* [Given task]:
Will you write out all the entries below exactly?
# # # # # # #
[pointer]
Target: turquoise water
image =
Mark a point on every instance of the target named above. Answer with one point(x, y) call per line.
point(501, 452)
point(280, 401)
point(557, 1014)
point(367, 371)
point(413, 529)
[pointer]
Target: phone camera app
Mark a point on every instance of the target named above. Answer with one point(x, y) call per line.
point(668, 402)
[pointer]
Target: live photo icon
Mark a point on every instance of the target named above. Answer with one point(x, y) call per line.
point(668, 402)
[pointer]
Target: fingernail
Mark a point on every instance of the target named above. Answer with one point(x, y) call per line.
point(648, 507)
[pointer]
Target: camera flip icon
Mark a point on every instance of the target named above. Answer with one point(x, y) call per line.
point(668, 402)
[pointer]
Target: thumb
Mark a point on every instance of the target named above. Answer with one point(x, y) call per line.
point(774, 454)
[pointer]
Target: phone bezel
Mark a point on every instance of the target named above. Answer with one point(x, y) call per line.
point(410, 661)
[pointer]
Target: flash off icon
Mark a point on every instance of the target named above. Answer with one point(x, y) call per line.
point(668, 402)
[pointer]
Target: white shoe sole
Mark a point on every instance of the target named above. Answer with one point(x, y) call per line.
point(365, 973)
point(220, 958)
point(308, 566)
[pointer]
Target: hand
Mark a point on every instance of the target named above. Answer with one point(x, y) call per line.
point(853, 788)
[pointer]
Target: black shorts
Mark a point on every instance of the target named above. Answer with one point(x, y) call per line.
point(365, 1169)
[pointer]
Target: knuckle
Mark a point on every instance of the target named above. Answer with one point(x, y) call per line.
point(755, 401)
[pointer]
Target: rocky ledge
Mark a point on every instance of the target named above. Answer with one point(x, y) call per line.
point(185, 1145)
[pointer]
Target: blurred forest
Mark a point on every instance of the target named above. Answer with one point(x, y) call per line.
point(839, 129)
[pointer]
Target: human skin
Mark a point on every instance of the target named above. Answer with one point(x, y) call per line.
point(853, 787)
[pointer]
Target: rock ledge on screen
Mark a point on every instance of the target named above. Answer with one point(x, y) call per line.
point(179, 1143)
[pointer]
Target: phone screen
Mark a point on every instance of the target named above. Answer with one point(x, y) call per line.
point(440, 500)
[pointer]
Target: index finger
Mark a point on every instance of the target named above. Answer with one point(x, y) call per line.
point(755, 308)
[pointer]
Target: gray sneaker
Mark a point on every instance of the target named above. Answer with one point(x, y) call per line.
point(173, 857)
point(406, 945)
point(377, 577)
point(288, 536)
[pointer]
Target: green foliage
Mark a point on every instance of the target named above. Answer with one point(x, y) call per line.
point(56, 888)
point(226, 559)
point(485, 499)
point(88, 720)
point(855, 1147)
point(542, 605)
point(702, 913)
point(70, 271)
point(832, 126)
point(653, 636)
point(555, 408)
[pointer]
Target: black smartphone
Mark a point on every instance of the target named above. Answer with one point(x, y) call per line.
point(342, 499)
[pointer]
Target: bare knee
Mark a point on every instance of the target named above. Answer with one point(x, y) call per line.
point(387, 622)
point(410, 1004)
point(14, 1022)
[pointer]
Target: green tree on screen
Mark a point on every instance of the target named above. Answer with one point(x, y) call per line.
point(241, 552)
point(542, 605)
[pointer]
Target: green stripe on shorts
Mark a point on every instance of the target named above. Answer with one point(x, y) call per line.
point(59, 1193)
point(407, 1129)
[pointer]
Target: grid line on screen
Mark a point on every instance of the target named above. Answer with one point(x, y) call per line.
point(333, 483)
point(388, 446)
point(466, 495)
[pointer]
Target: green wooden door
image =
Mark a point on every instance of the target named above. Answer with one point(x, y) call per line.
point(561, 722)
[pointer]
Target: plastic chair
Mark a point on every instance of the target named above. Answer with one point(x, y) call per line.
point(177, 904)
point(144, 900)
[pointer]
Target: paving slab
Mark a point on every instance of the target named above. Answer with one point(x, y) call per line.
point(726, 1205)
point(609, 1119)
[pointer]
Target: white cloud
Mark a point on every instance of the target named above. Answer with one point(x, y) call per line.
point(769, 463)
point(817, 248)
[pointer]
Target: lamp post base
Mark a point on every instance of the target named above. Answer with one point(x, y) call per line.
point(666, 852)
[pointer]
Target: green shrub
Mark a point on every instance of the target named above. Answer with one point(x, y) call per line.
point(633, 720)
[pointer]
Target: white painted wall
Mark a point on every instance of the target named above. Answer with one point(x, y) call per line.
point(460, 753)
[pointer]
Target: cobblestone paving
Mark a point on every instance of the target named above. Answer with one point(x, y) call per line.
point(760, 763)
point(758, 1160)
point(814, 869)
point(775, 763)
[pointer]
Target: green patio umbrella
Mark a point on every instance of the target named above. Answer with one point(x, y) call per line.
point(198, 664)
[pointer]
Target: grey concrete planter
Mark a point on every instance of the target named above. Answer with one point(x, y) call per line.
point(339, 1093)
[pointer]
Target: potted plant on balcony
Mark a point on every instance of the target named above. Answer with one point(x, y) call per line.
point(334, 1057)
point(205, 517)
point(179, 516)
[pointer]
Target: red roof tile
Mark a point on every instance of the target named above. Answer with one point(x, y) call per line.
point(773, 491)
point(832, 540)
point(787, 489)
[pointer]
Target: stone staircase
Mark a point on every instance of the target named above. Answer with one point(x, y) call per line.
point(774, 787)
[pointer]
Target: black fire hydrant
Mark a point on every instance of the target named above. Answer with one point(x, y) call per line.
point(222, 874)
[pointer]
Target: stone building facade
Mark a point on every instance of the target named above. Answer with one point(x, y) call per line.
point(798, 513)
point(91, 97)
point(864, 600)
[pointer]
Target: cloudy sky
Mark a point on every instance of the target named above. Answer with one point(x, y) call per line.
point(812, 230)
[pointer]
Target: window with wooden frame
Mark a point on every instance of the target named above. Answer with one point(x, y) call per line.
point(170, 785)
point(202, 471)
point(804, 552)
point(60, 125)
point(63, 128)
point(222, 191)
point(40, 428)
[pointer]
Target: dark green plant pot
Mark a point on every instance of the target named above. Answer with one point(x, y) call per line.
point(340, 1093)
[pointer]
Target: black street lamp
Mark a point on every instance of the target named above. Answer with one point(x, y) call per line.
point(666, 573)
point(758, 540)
# # # # # # #
* [Response]:
[pointer]
Target: turquoise water
image =
Mark a point on every instance of the target named above. Answer with one point(x, y) call per line.
point(501, 452)
point(280, 401)
point(557, 1014)
point(367, 371)
point(413, 529)
[pointer]
Target: phone camera app
Mark a point on every instance of the target named above. Answer with one point(x, y) call per line.
point(668, 402)
[pointer]
Target: live photo icon
Mark a point on every instance of the target named above. Answer with one point(x, y) call per line.
point(668, 402)
[pointer]
Target: fingernail
Mark a point on every instance of the target named above. Answer with one point(x, y) call per line.
point(648, 507)
[pointer]
Target: camera flip icon
Mark a point on every instance of the target named above. Answer with one point(x, y) call per line.
point(668, 402)
[pointer]
Target: thumb
Mark a point on every instance of the target named above. Answer with one point(x, y) call per line.
point(774, 454)
[pointer]
Target: phone bezel
Mark a point on every instance of the target named above. Answer with one point(x, y) call per line.
point(410, 661)
[pointer]
Target: flash off icon
Mark a point on every instance of the target named above. Answer with one point(x, y) call per line.
point(668, 402)
[pointer]
Target: white shoe sole
Mark a point on every instance of the target named above. Answer with one point(x, y) call per line.
point(365, 973)
point(220, 958)
point(308, 566)
[pointer]
Target: hand
Mark a point on every instance of the target named above. Answer with one point(x, y) call per line.
point(853, 788)
[pointer]
Target: black shorts
Mark a point on every instance of the target named above. Answer with one point(x, y) call per line.
point(365, 1169)
[pointer]
Target: knuckle
Mark a point on every instance of the target named above. Answer with one point(x, y) call per line.
point(755, 401)
[pointer]
Target: rocky ledge
Mark a point on every instance of the target named above. Answer with one point(x, y) call per line.
point(185, 1145)
[pointer]
Target: blurred forest
Mark a point on every instance of the target named above. Answer with one point(x, y) call per line.
point(839, 129)
[pointer]
Target: human skin
Mark a point on every instance of the target named above. Answer with one point(x, y) call per line.
point(853, 787)
[pointer]
Target: rock ledge on screen
Mark a point on every instance of the target named above. Answer with one point(x, y) call per line.
point(179, 1143)
[pointer]
Target: phone screen
Mark a point on every instance of the target named above. Answer with one point(x, y) call per line.
point(440, 500)
[pointer]
Target: index finger
Mark a point on every instance of the target named above. Answer with one point(x, y) call per line.
point(755, 308)
[pointer]
Target: gray sneaker
Mark a point on every instance of the target named above. Answer with one point(x, y) call per line.
point(173, 857)
point(406, 945)
point(377, 577)
point(288, 536)
[pointer]
Target: green foliage
Mark a point on every instance of the target named above. Answer with one point(x, y) call per line.
point(56, 888)
point(226, 559)
point(485, 499)
point(88, 720)
point(855, 1147)
point(542, 605)
point(702, 913)
point(70, 271)
point(832, 126)
point(653, 636)
point(555, 408)
[pointer]
Target: black smartphone
Mark a point on every instance of the target named above. Answer with one point(x, y) call per line.
point(342, 499)
[pointer]
Target: bare knee
Mark a point on every instance of the target named above. Answer with one point(x, y) call per line.
point(387, 622)
point(410, 1004)
point(14, 1022)
[pointer]
Target: green tree on screen
Mark a point on every instance of the target named above. Answer with one point(x, y) call per line.
point(241, 552)
point(542, 605)
[pointer]
Target: green stripe on shorts
Mark a point on every instance of the target named above. Answer with one point(x, y) call per line.
point(59, 1193)
point(407, 1129)
[pointer]
Target: grid line on screen
Mark a point on every instance of the target named above. Answer with one point(x, y) call per line.
point(333, 483)
point(388, 446)
point(466, 495)
[pointer]
Target: green wooden door
image =
Mark a point on every instance of the target named above. Answer with one point(x, y) call per line.
point(561, 722)
[pointer]
Target: plastic chair
Mark a point on every instance of the target named above. Answer with one point(x, y) call per line.
point(177, 904)
point(144, 900)
[pointer]
Target: paving slab
Mark a point on every instance of the target named above. Answer with one point(x, y) call per line.
point(726, 1205)
point(609, 1119)
[pointer]
Target: white cloud
Mark a point on every instance of the target named above. Answer with one point(x, y) call per line.
point(769, 463)
point(817, 248)
[pointer]
Target: lamp post base
Mark a point on every instance of the target named above. Answer with one point(x, y) call per line.
point(666, 852)
[pointer]
Target: green shrub
Mark a point on every instance of the target named above. Answer with one point(x, y) call per line.
point(633, 720)
[pointer]
Target: white painted wall
Mark a point on every instance of the target named above. Answer with one point(x, y) call per line.
point(460, 753)
[pointer]
Target: cobblestone paving
Mark a point on every instance of the target named above. Answer with one point(x, y) call per line.
point(760, 763)
point(758, 1160)
point(814, 869)
point(775, 763)
[pointer]
Target: green patio umbrella
Mark a point on every instance of the target named above. Answer with one point(x, y) call per line.
point(198, 664)
[pointer]
Target: grey concrete planter
Mark a point on every instance of the target named above. Answer with one point(x, y) call per line.
point(339, 1093)
[pointer]
Target: potted plant on balcony
Mark a point on every instance of the target named above. Answer with one point(x, y) call per line.
point(334, 1057)
point(205, 517)
point(179, 516)
[pointer]
Target: red roof tile
Mark a point on every instance of the target named above. Answer with one point(x, y) call per line.
point(773, 491)
point(832, 540)
point(787, 489)
[pointer]
Target: stone staircase
Mark a point on every instance of the target named above. Answer with one point(x, y) call per line.
point(774, 787)
[pointer]
Target: black fire hydrant
Mark a point on every instance of the target named above. Answer with one point(x, y) call per line.
point(222, 874)
[pointer]
Target: stone building facade
Mark a point on every instance of the target named above. Answer with one point(x, y) call per line.
point(798, 513)
point(91, 97)
point(864, 600)
[pointer]
Target: cloudy sky
Mark a point on every instance of the target named above. Answer with one point(x, y) call per line.
point(812, 230)
[pointer]
Target: window with wooden frame
Mark a point on every instance of the target named above. Answer with one point(x, y) call per line.
point(170, 785)
point(202, 471)
point(804, 552)
point(60, 125)
point(63, 128)
point(222, 191)
point(40, 428)
[pointer]
Target: dark green plant pot
Mark a point on every instance of the target named above. Answer with one point(x, y) call per line.
point(340, 1093)
[pointer]
Target: black street lamp
Mark a point on every instance of the target named above. Answer with one point(x, y) call per line.
point(666, 573)
point(758, 540)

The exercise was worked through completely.